=== DOCUMENT ===

The novels mix pulp action and mythic archetype, power fantasy and bleak humor. They’re hypnotic, partly because of the cadences of Barron’s prose, and partly because they pull the reader into a heightened reality—not just larger-than-life in the way of adventure fiction, these are fictions with a dreadful sense of meaning that binds together massive quantities of violence and blood.

The protagonist of the two books is Isaiah Coleridge, estranged son of an elite American military officer, who as the first book opens is an elite hit-man for the mob in Alaska. He soon crosses a high-ranking gangster, and is exiled to a farm in New York State, the main setting for both books. (Hard not to notice that Barron grew up in Alaska and currently lives in New York.)

Isaiah’s an engaging first-person narrator, intelligent, perceptive, both proud and self-deprecating. He’s also both witty and brutal, capable of absorbing and dishing out heroic doses of punishment alternately physical or verbal. Half Maori, he’s interested in legends from around the world, and particularly conscious of himself as a Hercules figure. He’s alive to the world of myth, with a respect for altered states of consciousnessdreams, visions, the berserker state of blood rage that lets him perform astounding feats of strength.

Blood Standard sees Isaiah involved in the mysterious disappearance of the granddaughter of the couple who run the farm where he settles down. Exploits with various gangs, mercenaries, and intelligence operatives ensue. Black Mountain takes place about a year later, with Coleridge having taken up a career as a private eye and occasional heavy; a mob contact gives him a case that leads into a bewildering investigation of serial killings, corporate malfeasance, and dark secrets.

The plots are labyrinthine, which fits the bleakness of these books surprisingly well. Nothing’s obvious, everyone has hidden motives, and the more powerful a character is the more likely they are to be hiding something. Isaiah finds secret societies within secret societies as he moves through the surprisingly extensive underworld of upstate New York.

Barron gets much play out of the symbolic resonance of the idea of the underworld as well as the ethos of the criminal world. If myth-haunted, the books are still filled with gangster, dirty cops and all the genre furniture of a good noir action story. Literary references abound; these are books in which the password to get into a modern-day speakeasy (where contraband information’s for sale along with alcohol) is a line from Oscar Wilde. It’s not a coincidence that among the epigraphs that begin both of Coleridge’s adventures are lines from “The Rime of the Ancient Mariner.”

These books are filled with adventures involving fists and guns. There are gangs, mercs, dirty corporations, government conspiracies, and tough guys all over the place. A lot of pulp machismo: tough talking, faithful companions, military jargon, men who communicate with each other through violence and hardass women who (sometimes) love them and call them on their shit. And there are also dreams, visions, uncanny experiences in the wilds of Alaska or New England. Urban legends of unkillable mafiosos and secret government projects. Through much of the first book, Isaiah’s haunted by apparitions of death’s heads.

=== ENTRIES ===

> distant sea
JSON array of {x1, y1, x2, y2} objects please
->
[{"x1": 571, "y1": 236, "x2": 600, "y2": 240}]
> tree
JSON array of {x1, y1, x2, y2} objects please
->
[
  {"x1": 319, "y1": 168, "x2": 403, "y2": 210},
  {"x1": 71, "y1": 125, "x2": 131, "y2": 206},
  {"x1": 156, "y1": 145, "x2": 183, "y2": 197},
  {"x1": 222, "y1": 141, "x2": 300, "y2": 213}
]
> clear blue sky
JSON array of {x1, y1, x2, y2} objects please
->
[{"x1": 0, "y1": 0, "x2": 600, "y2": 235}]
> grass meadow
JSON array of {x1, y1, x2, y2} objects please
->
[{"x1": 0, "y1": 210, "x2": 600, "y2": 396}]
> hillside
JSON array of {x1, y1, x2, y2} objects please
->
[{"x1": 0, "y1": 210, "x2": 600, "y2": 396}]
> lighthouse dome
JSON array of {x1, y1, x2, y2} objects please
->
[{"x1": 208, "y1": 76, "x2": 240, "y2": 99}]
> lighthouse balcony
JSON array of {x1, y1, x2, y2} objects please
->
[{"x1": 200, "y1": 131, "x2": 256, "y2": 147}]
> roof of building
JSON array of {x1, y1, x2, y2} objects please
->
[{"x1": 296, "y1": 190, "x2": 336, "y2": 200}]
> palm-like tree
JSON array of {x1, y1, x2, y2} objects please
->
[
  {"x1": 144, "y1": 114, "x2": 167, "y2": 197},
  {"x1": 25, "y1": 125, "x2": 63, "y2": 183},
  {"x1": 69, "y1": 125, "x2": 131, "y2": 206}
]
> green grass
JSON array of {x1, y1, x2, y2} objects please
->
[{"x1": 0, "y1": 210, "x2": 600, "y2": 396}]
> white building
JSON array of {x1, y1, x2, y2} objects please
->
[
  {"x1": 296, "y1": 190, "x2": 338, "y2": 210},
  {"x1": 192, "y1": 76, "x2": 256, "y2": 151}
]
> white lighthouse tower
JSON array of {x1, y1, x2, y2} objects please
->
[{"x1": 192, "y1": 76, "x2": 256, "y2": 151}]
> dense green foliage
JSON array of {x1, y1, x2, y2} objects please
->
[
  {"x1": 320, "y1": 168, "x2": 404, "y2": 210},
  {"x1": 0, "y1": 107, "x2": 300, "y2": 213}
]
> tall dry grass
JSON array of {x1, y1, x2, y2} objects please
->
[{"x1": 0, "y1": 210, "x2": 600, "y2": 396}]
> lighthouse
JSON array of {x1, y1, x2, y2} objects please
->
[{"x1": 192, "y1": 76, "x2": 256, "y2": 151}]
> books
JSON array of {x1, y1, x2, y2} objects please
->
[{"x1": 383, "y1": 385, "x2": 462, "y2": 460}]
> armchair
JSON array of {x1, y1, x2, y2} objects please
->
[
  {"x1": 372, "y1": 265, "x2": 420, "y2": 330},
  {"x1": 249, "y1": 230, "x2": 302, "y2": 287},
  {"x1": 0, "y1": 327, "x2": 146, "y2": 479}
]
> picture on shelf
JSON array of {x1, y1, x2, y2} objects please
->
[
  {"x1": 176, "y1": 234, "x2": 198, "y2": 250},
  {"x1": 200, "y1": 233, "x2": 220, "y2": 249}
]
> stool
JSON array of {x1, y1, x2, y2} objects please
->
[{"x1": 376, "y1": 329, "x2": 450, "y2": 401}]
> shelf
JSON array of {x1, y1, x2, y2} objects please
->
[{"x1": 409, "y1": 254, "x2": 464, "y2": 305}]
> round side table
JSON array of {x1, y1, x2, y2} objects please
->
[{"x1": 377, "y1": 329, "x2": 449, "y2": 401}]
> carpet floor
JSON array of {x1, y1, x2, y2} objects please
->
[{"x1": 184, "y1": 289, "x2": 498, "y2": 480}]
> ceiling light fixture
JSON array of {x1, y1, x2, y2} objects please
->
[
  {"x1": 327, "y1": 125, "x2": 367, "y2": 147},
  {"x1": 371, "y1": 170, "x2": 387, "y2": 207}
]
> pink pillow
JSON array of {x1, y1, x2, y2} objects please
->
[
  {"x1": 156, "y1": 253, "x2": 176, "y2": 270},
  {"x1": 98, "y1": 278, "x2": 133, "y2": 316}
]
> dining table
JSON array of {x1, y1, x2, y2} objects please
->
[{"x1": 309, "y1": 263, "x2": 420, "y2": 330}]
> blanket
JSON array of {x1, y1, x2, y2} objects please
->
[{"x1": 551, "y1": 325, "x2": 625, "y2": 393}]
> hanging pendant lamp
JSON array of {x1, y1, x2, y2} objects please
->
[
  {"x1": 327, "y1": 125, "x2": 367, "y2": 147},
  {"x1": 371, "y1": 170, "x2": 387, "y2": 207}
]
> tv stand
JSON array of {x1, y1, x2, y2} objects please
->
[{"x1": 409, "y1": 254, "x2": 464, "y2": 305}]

===

TO DO>
1. List the elements of "pulp machismo" that the text on Barron's Isaiah Coleridge novels enumerates after that phrase.
2. Duplicate the passage of the text on Barron's Isaiah Coleridge novels, everything from "The novels mix" down to "in New York.)".
3. Go on with the text on Barron's Isaiah Coleridge novels, picking up after its final sentence.

RESULTS OF THE EXERCISE>
1.
- tough talking
- faithful companions
- military jargon
- men who communicate with each other through violence
- hardass women who (sometimes) love them and call them on their shit

2.
The novels mix pulp action and mythic archetype, power fantasy and bleak humor. They’re hypnotic, partly because of the cadences of Barron’s prose, and partly because they pull the reader into a heightened reality—not just larger-than-life in the way of adventure fiction, these are fictions with a dreadful sense of meaning that binds together massive quantities of violence and blood.

The protagonist of the two books is Isaiah Coleridge, estranged son of an elite American military officer, who as the first book opens is an elite hit-man for the mob in Alaska. He soon crosses a high-ranking gangster, and is exiled to a farm in New York State, the main setting for both books. (Hard not to notice that Barron grew up in Alaska and currently lives in New York.)

3.
These sound like two very different sets of images, but Barron makes them work as a unified whole. It’s tempting to say they’re fused in the heat of the books’ pulp energy, but something else is going on. Barron’s prose reads as breezy and funny, so you don’t notice how precise and economical it is. There are points when the register shifts, growing deeper and more mysterious, and you only realize a few paragraphs on: dialogue becomes a description of something uncanny, or Isaiah’s reflections suddenly veer into a vivid dream.

Because the style’s so carefully machined, because Isaiah’s voice is so lively and his character is so complex, Barron’s able to take stuff that should belong to an over-the-top action movie and use elements of weird horror to make the stories feel like something far different from pure pulp. There’s hard-boiled power fantasy, but also darker elements, and a sense of cosmic scope that undermines the easy resolutions of adventure fiction. Endings are satisfactory, but not entirely happy.

Occasionally the books are too epigrammatic; a dream early in Black Mountain has a character tell Isaiah, “Love and loyalty are the two most powerful forces in the universe. They won’t save you in the end. Nobody is saved.” It reads well, but is too obvious. Mostly the books are very good about not having characters articulate things that they wouldn’t know how to say; if Isaiah’s more verbal than most of the men he deals with, moments like the foregoing quote still feel out of place. “Animals tend to represent our purest selves,” he observes later, and while he’s right, it’s still too simple.

And occasionally the symbolism’s too blatant. Isaiah opens the first book by angering mobster Vitale Night; he’s saved from the consequences by his patron (a fairy godfather) named Mr. Apollo. The contrast’s too obvious, especially as the book goes on to make very frequent play with Greek myth. It’s not clunky, but it is sometimes too studied—even if the Greek overtones effectively inflect the books with a sense of primal tragedy.

Still, these books are both entertaining and involving. Barron’s got something to say about darkness and death; the second book builds off of the first to deepen Isaiah’s character, without relying on previous plots. You can see the wear and tear building up on Isaiah, feel him getting closer to death, just as Black Mountain comes closer to overt supernatural horror than Blood Standard. It doesn’t go all the way, but a third book’s scheduled for next year, and who knows what that might bring. These two books promise not just an involving series, but a gripping overarching story that gets deeper with each installment.